# PROMPT
Within this listing, how many lines carry the string "ball"? State the number only.

# DATA SHOWN
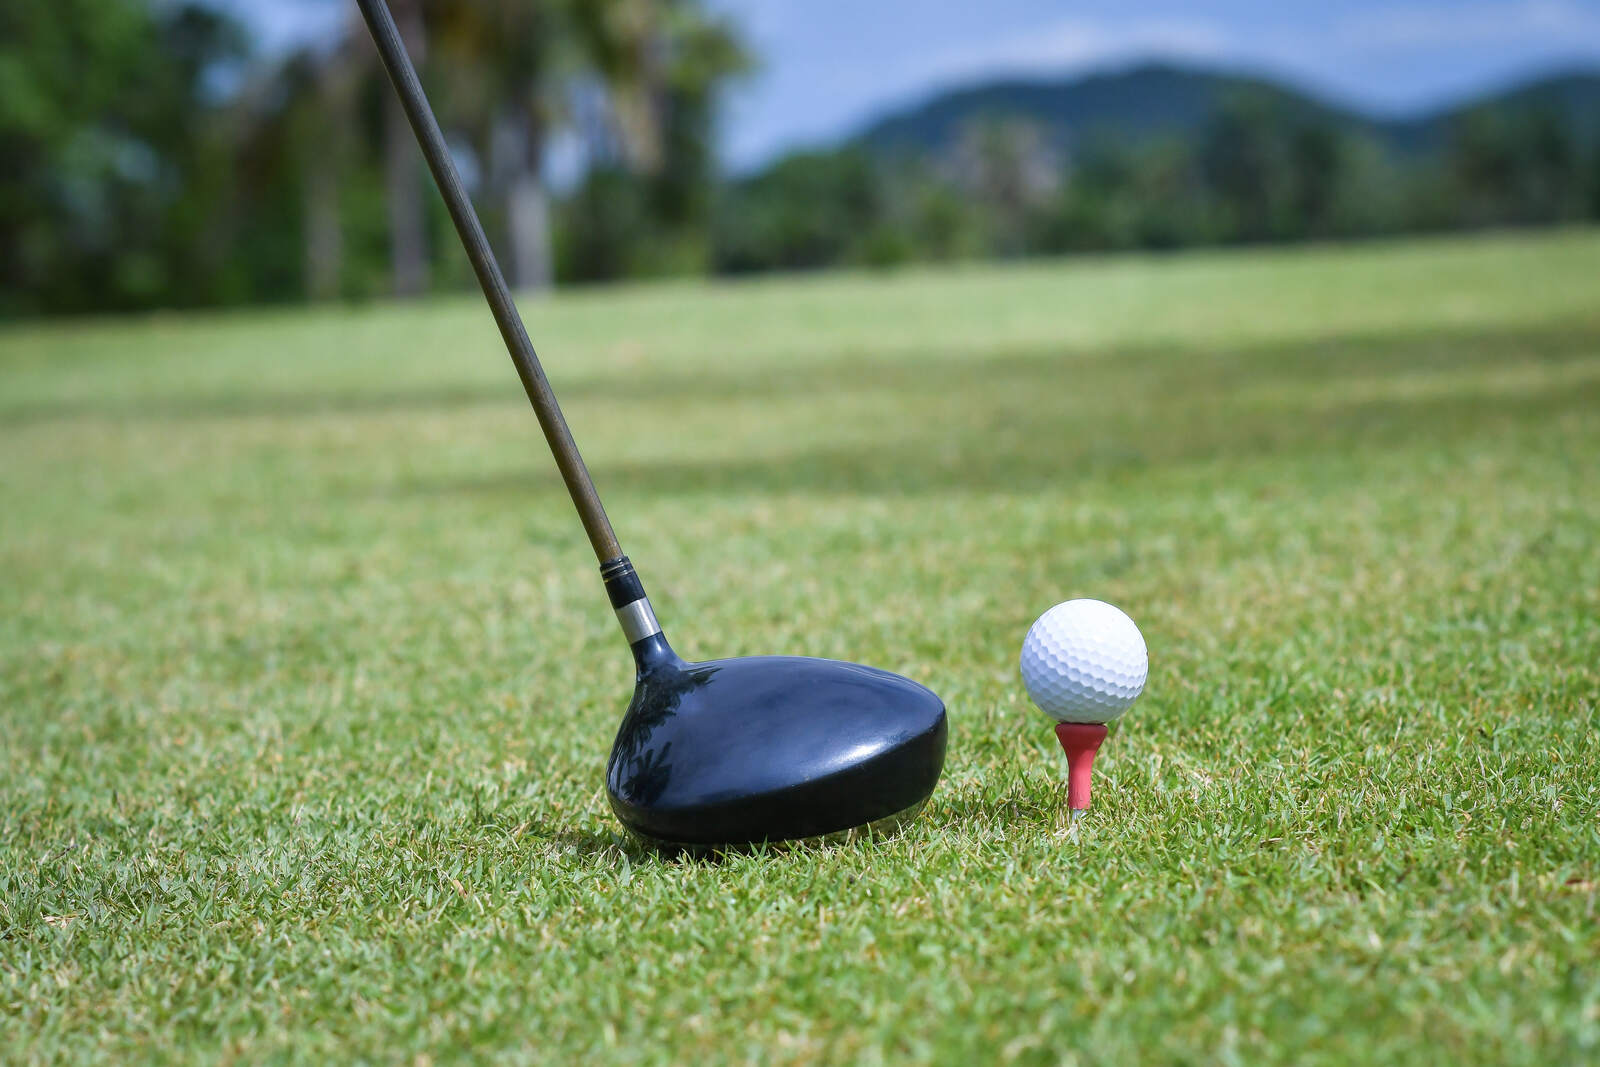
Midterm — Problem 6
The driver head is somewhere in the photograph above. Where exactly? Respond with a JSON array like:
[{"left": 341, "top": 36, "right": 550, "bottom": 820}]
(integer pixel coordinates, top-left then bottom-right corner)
[{"left": 606, "top": 642, "right": 947, "bottom": 849}]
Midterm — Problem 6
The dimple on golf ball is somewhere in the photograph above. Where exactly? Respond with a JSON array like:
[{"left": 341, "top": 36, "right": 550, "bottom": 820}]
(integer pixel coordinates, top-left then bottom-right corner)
[{"left": 1020, "top": 599, "right": 1148, "bottom": 723}]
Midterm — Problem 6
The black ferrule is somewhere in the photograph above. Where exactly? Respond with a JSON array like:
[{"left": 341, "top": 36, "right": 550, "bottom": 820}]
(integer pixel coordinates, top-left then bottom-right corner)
[
  {"left": 628, "top": 631, "right": 679, "bottom": 672},
  {"left": 600, "top": 555, "right": 648, "bottom": 609}
]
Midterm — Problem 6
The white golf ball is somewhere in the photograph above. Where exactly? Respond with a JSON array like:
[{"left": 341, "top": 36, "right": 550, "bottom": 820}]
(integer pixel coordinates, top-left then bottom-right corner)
[{"left": 1020, "top": 599, "right": 1148, "bottom": 723}]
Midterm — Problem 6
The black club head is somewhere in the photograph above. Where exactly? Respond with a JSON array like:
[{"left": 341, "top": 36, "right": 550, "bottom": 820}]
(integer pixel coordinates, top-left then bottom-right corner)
[{"left": 607, "top": 638, "right": 947, "bottom": 849}]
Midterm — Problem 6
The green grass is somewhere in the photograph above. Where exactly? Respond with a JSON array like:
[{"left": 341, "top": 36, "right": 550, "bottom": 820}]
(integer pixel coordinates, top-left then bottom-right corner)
[{"left": 2, "top": 230, "right": 1598, "bottom": 1064}]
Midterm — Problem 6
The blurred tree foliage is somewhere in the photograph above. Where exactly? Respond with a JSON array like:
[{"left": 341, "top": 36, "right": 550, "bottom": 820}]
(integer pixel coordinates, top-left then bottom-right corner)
[
  {"left": 1, "top": 0, "right": 747, "bottom": 315},
  {"left": 558, "top": 0, "right": 750, "bottom": 281},
  {"left": 711, "top": 149, "right": 887, "bottom": 273},
  {"left": 1, "top": 0, "right": 248, "bottom": 313},
  {"left": 713, "top": 91, "right": 1600, "bottom": 276},
  {"left": 2, "top": 2, "right": 1597, "bottom": 316}
]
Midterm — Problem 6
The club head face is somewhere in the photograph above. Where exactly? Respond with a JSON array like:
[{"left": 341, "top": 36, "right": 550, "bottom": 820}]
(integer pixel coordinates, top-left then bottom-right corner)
[{"left": 606, "top": 653, "right": 947, "bottom": 849}]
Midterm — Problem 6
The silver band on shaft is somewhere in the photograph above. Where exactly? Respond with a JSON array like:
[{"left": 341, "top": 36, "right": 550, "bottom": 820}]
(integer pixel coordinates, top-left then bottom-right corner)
[{"left": 615, "top": 598, "right": 663, "bottom": 644}]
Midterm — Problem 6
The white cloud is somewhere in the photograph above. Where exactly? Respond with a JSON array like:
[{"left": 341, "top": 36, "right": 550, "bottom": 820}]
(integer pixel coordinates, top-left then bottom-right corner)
[
  {"left": 917, "top": 2, "right": 1600, "bottom": 86},
  {"left": 915, "top": 16, "right": 1236, "bottom": 88},
  {"left": 904, "top": 2, "right": 1600, "bottom": 92},
  {"left": 1334, "top": 0, "right": 1600, "bottom": 51}
]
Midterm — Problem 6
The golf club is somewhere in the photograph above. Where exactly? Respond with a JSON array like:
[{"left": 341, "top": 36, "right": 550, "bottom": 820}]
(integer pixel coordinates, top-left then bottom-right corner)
[{"left": 355, "top": 0, "right": 947, "bottom": 849}]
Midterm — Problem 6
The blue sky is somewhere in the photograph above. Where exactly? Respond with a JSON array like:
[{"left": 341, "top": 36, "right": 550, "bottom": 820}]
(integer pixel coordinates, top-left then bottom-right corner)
[{"left": 218, "top": 0, "right": 1600, "bottom": 170}]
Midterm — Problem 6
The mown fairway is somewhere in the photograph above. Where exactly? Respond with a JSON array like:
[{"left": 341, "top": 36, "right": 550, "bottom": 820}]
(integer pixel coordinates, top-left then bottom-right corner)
[{"left": 3, "top": 231, "right": 1598, "bottom": 1063}]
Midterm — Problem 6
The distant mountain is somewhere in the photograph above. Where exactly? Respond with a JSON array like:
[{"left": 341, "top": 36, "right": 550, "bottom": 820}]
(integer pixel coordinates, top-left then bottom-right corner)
[
  {"left": 851, "top": 62, "right": 1600, "bottom": 161},
  {"left": 1386, "top": 69, "right": 1600, "bottom": 154}
]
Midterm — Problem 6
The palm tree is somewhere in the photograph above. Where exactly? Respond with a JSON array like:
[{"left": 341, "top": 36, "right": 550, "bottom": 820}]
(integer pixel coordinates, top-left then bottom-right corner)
[
  {"left": 575, "top": 0, "right": 749, "bottom": 205},
  {"left": 428, "top": 0, "right": 572, "bottom": 292},
  {"left": 277, "top": 45, "right": 360, "bottom": 301},
  {"left": 383, "top": 0, "right": 431, "bottom": 295}
]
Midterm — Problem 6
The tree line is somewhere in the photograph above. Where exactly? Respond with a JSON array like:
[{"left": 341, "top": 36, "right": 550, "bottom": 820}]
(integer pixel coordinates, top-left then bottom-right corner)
[
  {"left": 4, "top": 1, "right": 1597, "bottom": 317},
  {"left": 714, "top": 99, "right": 1600, "bottom": 274}
]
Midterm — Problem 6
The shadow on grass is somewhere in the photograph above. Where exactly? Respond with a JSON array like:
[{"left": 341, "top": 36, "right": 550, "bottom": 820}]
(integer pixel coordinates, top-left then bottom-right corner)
[
  {"left": 3, "top": 318, "right": 1595, "bottom": 429},
  {"left": 532, "top": 817, "right": 944, "bottom": 865},
  {"left": 530, "top": 820, "right": 768, "bottom": 866},
  {"left": 397, "top": 321, "right": 1600, "bottom": 497}
]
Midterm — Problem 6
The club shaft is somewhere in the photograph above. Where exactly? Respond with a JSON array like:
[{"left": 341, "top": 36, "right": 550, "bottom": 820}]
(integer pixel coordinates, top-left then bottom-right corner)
[{"left": 356, "top": 0, "right": 622, "bottom": 565}]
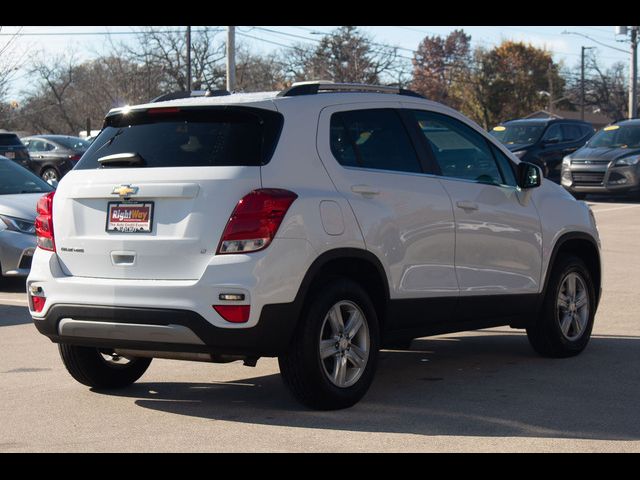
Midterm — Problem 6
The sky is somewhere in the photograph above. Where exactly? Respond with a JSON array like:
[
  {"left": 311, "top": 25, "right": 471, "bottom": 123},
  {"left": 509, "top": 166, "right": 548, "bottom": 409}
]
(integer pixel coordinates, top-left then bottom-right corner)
[{"left": 0, "top": 25, "right": 634, "bottom": 101}]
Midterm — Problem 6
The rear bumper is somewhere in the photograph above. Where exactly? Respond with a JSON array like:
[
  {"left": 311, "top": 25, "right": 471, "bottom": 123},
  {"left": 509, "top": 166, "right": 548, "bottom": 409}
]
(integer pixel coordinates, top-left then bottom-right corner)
[
  {"left": 0, "top": 230, "right": 35, "bottom": 277},
  {"left": 33, "top": 303, "right": 298, "bottom": 357}
]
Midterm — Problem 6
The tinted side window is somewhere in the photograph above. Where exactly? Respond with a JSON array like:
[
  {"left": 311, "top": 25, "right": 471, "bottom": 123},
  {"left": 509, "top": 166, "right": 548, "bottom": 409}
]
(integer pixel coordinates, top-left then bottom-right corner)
[
  {"left": 489, "top": 144, "right": 517, "bottom": 187},
  {"left": 330, "top": 109, "right": 421, "bottom": 174},
  {"left": 561, "top": 124, "right": 583, "bottom": 142},
  {"left": 542, "top": 124, "right": 562, "bottom": 142},
  {"left": 412, "top": 110, "right": 504, "bottom": 185}
]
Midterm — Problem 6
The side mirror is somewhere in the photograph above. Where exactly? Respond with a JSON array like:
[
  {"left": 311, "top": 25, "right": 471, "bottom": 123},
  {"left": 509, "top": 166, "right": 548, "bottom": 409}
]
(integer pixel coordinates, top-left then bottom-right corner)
[{"left": 517, "top": 162, "right": 542, "bottom": 189}]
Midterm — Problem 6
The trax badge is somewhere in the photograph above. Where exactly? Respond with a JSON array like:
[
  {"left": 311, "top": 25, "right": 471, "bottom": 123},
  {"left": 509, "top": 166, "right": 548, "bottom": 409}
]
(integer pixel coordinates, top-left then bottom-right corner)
[{"left": 112, "top": 185, "right": 139, "bottom": 197}]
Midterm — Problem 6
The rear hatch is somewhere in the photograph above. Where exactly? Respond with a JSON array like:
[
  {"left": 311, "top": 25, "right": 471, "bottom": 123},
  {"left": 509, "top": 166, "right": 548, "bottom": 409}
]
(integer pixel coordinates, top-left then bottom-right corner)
[{"left": 53, "top": 104, "right": 282, "bottom": 280}]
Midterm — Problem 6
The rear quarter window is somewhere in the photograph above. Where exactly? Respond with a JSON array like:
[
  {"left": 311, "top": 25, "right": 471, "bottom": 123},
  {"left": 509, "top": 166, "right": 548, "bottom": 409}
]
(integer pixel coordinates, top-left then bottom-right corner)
[{"left": 75, "top": 107, "right": 283, "bottom": 169}]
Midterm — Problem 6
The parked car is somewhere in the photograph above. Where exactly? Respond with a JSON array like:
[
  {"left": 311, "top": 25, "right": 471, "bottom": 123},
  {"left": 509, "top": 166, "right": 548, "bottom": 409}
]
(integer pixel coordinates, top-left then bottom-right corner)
[
  {"left": 20, "top": 135, "right": 91, "bottom": 183},
  {"left": 0, "top": 132, "right": 31, "bottom": 170},
  {"left": 561, "top": 119, "right": 640, "bottom": 199},
  {"left": 27, "top": 83, "right": 602, "bottom": 410},
  {"left": 0, "top": 156, "right": 54, "bottom": 279},
  {"left": 490, "top": 118, "right": 594, "bottom": 183}
]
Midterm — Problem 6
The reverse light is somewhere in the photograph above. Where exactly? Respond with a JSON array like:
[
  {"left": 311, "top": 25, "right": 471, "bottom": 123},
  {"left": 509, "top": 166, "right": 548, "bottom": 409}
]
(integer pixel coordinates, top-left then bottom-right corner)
[
  {"left": 35, "top": 191, "right": 56, "bottom": 251},
  {"left": 213, "top": 305, "right": 250, "bottom": 323},
  {"left": 29, "top": 285, "right": 46, "bottom": 313},
  {"left": 217, "top": 189, "right": 298, "bottom": 254}
]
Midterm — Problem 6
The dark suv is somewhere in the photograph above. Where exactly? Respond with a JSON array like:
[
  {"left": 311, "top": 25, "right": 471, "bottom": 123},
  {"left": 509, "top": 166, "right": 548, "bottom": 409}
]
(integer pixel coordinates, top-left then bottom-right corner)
[
  {"left": 490, "top": 118, "right": 595, "bottom": 182},
  {"left": 0, "top": 132, "right": 30, "bottom": 170}
]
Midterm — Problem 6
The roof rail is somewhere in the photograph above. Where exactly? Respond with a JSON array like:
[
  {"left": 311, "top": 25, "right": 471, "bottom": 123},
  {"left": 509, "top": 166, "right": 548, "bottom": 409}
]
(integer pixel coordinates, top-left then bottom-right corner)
[
  {"left": 277, "top": 81, "right": 425, "bottom": 99},
  {"left": 151, "top": 89, "right": 231, "bottom": 103}
]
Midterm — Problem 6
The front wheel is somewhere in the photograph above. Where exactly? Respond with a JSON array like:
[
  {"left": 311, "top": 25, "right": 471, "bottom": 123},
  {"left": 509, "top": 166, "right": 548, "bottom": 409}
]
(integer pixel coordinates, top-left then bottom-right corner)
[
  {"left": 279, "top": 278, "right": 379, "bottom": 410},
  {"left": 527, "top": 255, "right": 596, "bottom": 358},
  {"left": 58, "top": 344, "right": 152, "bottom": 389}
]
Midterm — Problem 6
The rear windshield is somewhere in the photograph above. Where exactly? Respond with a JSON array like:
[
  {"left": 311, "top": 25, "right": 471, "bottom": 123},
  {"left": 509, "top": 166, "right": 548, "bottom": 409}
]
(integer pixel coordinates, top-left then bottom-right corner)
[
  {"left": 0, "top": 159, "right": 54, "bottom": 195},
  {"left": 0, "top": 134, "right": 23, "bottom": 147},
  {"left": 75, "top": 107, "right": 283, "bottom": 170}
]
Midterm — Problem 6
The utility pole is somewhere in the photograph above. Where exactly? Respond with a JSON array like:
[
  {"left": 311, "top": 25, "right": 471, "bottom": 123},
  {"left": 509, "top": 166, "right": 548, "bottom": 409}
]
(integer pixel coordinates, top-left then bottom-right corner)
[
  {"left": 630, "top": 26, "right": 638, "bottom": 118},
  {"left": 226, "top": 26, "right": 236, "bottom": 92},
  {"left": 186, "top": 26, "right": 192, "bottom": 92}
]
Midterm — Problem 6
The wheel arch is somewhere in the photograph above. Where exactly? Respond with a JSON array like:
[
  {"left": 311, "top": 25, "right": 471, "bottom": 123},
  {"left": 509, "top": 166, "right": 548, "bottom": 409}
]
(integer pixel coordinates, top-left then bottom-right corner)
[
  {"left": 544, "top": 232, "right": 602, "bottom": 307},
  {"left": 292, "top": 248, "right": 390, "bottom": 331}
]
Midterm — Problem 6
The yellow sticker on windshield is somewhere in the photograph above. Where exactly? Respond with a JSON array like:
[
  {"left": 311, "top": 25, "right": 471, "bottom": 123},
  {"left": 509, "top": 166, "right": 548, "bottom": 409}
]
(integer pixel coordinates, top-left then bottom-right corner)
[
  {"left": 604, "top": 125, "right": 620, "bottom": 131},
  {"left": 492, "top": 126, "right": 506, "bottom": 131},
  {"left": 355, "top": 131, "right": 372, "bottom": 145}
]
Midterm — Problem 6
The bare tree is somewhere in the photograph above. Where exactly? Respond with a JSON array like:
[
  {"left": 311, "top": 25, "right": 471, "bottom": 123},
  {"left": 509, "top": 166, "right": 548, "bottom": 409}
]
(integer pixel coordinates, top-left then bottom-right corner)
[
  {"left": 283, "top": 26, "right": 402, "bottom": 85},
  {"left": 117, "top": 26, "right": 226, "bottom": 92},
  {"left": 235, "top": 46, "right": 287, "bottom": 92}
]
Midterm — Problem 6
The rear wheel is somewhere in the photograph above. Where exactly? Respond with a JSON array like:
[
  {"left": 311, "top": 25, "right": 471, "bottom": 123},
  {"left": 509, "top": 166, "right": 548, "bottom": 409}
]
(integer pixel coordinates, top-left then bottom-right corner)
[
  {"left": 41, "top": 167, "right": 60, "bottom": 183},
  {"left": 279, "top": 278, "right": 379, "bottom": 410},
  {"left": 58, "top": 344, "right": 152, "bottom": 389},
  {"left": 527, "top": 255, "right": 596, "bottom": 357}
]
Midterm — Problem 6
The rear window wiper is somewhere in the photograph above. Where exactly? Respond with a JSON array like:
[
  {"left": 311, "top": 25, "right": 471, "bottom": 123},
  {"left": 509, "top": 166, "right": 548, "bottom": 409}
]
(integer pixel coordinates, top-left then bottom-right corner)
[{"left": 97, "top": 152, "right": 146, "bottom": 168}]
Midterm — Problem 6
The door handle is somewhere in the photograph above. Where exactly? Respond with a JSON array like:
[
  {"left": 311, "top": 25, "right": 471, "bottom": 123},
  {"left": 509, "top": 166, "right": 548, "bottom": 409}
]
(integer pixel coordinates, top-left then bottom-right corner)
[
  {"left": 456, "top": 200, "right": 479, "bottom": 211},
  {"left": 351, "top": 185, "right": 380, "bottom": 197}
]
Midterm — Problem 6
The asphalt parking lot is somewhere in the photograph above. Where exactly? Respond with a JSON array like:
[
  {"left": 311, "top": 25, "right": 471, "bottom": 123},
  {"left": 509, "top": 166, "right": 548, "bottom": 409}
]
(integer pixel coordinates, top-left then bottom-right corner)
[{"left": 1, "top": 196, "right": 640, "bottom": 452}]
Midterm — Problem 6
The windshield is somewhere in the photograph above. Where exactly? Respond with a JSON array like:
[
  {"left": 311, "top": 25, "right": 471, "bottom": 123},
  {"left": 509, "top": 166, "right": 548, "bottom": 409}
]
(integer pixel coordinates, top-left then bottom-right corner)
[
  {"left": 0, "top": 158, "right": 54, "bottom": 195},
  {"left": 588, "top": 124, "right": 640, "bottom": 149},
  {"left": 490, "top": 124, "right": 546, "bottom": 145},
  {"left": 52, "top": 136, "right": 91, "bottom": 151}
]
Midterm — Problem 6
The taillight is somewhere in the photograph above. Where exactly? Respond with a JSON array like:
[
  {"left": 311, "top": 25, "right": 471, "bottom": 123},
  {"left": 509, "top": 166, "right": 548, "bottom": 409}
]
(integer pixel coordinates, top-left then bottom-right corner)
[
  {"left": 217, "top": 189, "right": 297, "bottom": 254},
  {"left": 68, "top": 154, "right": 81, "bottom": 162},
  {"left": 35, "top": 191, "right": 56, "bottom": 251}
]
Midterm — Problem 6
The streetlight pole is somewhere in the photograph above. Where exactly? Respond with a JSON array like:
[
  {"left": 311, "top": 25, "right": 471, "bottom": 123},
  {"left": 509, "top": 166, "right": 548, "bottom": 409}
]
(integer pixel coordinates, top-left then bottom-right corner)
[
  {"left": 186, "top": 26, "right": 192, "bottom": 92},
  {"left": 630, "top": 27, "right": 638, "bottom": 118},
  {"left": 226, "top": 26, "right": 236, "bottom": 92}
]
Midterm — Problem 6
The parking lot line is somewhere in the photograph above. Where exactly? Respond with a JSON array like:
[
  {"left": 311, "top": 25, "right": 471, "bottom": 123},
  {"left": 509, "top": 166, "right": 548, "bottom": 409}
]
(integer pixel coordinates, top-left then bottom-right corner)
[{"left": 589, "top": 204, "right": 640, "bottom": 214}]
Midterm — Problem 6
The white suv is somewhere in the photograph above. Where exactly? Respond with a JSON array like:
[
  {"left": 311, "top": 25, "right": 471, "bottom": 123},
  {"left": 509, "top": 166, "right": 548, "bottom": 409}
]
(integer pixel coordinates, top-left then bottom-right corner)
[{"left": 28, "top": 82, "right": 602, "bottom": 410}]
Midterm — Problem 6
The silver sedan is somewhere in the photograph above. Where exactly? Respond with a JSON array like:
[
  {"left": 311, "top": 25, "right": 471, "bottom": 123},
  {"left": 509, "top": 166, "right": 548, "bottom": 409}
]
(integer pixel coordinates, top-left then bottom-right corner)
[{"left": 0, "top": 156, "right": 54, "bottom": 278}]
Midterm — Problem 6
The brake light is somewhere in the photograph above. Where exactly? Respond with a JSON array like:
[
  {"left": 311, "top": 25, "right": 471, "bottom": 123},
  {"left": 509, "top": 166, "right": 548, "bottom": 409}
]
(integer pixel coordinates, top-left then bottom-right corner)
[
  {"left": 35, "top": 191, "right": 56, "bottom": 251},
  {"left": 68, "top": 154, "right": 81, "bottom": 162},
  {"left": 217, "top": 189, "right": 297, "bottom": 254},
  {"left": 148, "top": 107, "right": 181, "bottom": 115},
  {"left": 213, "top": 305, "right": 250, "bottom": 323}
]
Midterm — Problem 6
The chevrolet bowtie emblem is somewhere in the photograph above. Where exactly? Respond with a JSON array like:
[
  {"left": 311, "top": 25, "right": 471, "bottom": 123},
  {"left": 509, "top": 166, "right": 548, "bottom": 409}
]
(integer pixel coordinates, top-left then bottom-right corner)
[{"left": 112, "top": 185, "right": 138, "bottom": 197}]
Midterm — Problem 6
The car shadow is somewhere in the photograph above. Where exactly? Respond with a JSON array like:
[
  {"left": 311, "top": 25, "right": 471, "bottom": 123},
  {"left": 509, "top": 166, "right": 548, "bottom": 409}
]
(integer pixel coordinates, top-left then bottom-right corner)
[
  {"left": 0, "top": 305, "right": 32, "bottom": 327},
  {"left": 95, "top": 332, "right": 640, "bottom": 441},
  {"left": 586, "top": 194, "right": 640, "bottom": 204},
  {"left": 0, "top": 277, "right": 27, "bottom": 294}
]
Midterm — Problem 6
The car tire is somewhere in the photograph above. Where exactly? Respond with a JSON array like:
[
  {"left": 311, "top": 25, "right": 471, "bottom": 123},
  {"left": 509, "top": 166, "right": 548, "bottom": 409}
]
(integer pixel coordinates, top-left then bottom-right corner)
[
  {"left": 526, "top": 255, "right": 596, "bottom": 358},
  {"left": 278, "top": 277, "right": 380, "bottom": 410},
  {"left": 41, "top": 167, "right": 59, "bottom": 183},
  {"left": 58, "top": 344, "right": 152, "bottom": 389}
]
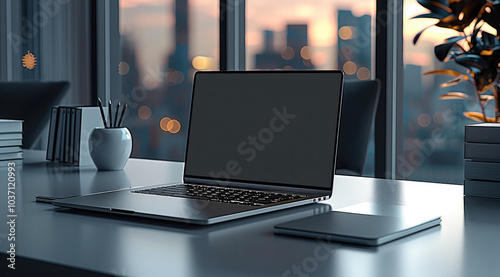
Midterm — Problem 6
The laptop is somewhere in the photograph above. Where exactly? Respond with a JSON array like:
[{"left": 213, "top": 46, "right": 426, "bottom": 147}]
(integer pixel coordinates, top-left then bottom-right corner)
[{"left": 53, "top": 70, "right": 344, "bottom": 224}]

# ANSWER TO THE PROBLEM
2